Task details » Search the records for "wall". Copy every line where it appears.
--- Provided material ---
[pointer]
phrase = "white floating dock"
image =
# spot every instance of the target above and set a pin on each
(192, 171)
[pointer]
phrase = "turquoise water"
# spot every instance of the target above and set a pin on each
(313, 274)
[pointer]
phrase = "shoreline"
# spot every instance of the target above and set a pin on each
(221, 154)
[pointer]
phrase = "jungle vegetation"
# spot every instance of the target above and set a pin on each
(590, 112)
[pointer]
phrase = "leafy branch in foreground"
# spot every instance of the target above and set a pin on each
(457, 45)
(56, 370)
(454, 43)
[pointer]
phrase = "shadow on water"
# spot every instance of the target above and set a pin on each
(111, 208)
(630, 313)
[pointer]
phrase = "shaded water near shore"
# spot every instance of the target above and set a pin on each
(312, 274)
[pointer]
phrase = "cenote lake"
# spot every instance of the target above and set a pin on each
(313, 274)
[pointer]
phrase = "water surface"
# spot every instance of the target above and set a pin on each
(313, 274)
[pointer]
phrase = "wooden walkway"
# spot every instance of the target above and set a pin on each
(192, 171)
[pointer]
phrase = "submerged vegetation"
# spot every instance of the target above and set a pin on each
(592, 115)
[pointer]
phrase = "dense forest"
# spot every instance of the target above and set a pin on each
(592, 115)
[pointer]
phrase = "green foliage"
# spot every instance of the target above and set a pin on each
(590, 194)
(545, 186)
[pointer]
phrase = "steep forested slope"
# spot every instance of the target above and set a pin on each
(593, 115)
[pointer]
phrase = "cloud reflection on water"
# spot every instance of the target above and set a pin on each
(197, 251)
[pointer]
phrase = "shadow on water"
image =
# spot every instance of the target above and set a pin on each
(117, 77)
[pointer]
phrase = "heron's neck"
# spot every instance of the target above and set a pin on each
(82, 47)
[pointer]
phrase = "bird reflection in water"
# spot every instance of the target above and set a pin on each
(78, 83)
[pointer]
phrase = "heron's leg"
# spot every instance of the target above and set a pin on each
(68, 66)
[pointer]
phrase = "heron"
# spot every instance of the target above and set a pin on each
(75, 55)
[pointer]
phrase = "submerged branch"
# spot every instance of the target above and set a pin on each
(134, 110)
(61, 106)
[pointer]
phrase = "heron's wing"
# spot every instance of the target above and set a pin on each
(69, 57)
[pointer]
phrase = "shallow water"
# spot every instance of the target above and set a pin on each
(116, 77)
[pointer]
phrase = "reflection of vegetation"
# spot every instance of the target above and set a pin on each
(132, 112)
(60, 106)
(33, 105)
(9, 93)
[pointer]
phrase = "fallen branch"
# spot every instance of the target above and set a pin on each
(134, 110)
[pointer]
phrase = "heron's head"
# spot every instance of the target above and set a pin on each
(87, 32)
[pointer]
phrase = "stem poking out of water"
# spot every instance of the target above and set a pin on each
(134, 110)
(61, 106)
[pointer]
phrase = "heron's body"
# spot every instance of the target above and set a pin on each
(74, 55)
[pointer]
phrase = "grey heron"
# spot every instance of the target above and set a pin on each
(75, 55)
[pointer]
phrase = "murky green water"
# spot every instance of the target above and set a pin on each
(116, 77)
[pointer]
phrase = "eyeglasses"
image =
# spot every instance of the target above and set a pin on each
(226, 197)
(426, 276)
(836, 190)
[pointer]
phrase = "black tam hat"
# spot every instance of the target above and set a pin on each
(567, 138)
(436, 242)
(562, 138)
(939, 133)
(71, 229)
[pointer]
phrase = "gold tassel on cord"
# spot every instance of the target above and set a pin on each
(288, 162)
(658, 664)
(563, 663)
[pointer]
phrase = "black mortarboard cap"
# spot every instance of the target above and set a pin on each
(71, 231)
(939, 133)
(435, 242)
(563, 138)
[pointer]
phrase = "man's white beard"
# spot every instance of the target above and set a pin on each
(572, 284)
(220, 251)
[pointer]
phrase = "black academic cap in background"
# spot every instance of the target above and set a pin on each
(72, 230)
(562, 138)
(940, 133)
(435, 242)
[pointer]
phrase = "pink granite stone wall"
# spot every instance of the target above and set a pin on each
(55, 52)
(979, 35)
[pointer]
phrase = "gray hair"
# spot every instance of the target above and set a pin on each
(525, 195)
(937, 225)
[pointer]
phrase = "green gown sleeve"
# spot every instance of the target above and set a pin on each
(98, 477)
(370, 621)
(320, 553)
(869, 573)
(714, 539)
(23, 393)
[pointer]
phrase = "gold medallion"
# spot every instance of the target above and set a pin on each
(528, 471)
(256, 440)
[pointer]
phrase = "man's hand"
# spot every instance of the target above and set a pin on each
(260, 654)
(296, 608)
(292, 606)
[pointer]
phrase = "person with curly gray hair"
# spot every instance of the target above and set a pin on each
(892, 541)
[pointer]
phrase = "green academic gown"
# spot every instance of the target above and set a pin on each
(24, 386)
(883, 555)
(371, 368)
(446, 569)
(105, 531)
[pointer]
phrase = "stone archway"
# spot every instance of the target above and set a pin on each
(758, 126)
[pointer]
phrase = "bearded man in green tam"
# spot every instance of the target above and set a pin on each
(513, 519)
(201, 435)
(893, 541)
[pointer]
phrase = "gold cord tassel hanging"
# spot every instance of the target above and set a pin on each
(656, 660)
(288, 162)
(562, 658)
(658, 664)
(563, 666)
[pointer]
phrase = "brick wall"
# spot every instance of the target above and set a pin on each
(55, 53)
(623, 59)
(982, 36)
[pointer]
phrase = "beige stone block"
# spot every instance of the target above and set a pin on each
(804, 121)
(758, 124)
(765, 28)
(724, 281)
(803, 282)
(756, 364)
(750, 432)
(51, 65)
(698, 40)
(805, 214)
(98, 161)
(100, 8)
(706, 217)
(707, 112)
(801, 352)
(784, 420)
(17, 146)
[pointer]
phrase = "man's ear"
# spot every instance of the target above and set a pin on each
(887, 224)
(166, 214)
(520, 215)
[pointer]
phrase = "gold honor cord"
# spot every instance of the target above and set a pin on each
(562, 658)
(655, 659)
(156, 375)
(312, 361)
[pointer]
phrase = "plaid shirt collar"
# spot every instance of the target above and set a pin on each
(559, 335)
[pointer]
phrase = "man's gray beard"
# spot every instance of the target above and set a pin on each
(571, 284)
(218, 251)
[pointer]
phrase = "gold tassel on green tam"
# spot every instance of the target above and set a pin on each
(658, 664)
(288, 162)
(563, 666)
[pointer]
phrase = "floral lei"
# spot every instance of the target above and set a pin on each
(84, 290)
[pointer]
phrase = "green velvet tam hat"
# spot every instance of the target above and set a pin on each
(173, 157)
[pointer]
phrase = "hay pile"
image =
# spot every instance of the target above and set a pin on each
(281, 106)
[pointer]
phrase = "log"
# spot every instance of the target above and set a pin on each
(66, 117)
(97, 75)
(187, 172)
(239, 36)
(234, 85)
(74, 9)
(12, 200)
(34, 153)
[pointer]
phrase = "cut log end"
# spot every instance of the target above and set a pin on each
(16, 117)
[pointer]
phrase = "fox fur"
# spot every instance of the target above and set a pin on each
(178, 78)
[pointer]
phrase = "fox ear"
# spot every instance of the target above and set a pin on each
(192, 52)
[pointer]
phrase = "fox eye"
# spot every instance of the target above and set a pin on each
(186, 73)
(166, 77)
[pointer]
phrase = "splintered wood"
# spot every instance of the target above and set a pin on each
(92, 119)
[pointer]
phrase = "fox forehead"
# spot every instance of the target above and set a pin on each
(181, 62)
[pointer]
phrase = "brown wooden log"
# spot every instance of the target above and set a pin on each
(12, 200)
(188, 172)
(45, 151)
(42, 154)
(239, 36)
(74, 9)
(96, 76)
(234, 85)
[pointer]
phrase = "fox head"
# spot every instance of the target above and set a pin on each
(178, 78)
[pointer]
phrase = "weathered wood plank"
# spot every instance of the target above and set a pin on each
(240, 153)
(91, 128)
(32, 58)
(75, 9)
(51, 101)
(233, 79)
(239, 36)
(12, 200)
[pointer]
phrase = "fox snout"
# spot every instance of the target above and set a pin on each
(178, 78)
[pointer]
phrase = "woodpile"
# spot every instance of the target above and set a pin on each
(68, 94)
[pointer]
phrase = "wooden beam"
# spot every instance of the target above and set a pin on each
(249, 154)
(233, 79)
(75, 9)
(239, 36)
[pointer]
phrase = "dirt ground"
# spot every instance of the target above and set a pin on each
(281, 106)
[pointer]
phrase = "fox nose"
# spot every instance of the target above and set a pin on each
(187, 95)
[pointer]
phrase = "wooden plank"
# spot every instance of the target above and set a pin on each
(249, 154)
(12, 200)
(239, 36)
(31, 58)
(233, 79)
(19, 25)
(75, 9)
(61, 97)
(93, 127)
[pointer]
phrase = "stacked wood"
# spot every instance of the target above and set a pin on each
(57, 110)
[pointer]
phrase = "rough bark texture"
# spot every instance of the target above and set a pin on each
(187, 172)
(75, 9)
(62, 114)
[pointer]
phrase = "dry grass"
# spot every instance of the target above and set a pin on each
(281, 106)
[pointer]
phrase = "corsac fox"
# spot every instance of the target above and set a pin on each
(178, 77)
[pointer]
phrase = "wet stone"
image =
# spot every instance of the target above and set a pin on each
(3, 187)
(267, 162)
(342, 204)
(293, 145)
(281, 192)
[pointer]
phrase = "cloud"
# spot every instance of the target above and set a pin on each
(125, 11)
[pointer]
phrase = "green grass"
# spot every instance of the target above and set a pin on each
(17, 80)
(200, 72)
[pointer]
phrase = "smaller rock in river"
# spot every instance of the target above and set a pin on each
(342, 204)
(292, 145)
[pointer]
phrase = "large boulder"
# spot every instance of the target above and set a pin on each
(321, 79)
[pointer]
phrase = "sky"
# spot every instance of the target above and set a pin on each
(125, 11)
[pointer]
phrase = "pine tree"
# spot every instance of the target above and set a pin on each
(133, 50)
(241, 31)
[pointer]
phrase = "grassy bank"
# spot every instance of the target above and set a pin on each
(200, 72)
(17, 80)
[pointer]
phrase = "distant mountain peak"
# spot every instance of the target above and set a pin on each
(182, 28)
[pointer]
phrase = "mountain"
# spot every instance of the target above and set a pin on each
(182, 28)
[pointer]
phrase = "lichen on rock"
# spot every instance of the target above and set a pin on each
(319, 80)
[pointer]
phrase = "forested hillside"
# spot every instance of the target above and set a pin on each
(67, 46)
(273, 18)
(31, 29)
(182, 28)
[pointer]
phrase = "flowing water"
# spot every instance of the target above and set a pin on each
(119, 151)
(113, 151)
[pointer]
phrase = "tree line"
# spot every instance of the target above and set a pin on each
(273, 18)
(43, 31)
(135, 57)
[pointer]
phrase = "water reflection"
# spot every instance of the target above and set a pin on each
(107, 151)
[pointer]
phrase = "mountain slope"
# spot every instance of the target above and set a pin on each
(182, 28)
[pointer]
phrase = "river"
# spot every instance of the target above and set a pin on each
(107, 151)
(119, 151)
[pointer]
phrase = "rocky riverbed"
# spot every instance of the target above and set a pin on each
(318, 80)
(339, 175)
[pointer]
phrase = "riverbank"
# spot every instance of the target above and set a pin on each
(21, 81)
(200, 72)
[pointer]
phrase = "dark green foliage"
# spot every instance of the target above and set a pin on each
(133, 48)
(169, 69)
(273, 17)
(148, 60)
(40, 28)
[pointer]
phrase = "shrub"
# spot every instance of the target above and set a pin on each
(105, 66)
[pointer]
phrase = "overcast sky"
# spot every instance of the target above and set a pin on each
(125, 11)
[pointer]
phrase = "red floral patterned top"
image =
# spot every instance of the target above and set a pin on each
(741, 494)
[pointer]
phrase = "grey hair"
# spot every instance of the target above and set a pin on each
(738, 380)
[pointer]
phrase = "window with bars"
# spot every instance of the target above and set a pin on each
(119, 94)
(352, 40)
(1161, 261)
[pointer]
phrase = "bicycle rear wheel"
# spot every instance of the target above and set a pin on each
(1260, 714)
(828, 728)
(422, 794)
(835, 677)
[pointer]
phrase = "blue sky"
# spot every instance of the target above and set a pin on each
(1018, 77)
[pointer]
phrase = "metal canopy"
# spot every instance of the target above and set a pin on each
---
Exercise answer »
phrase = "pink granite stone wall"
phrase = "brick wall"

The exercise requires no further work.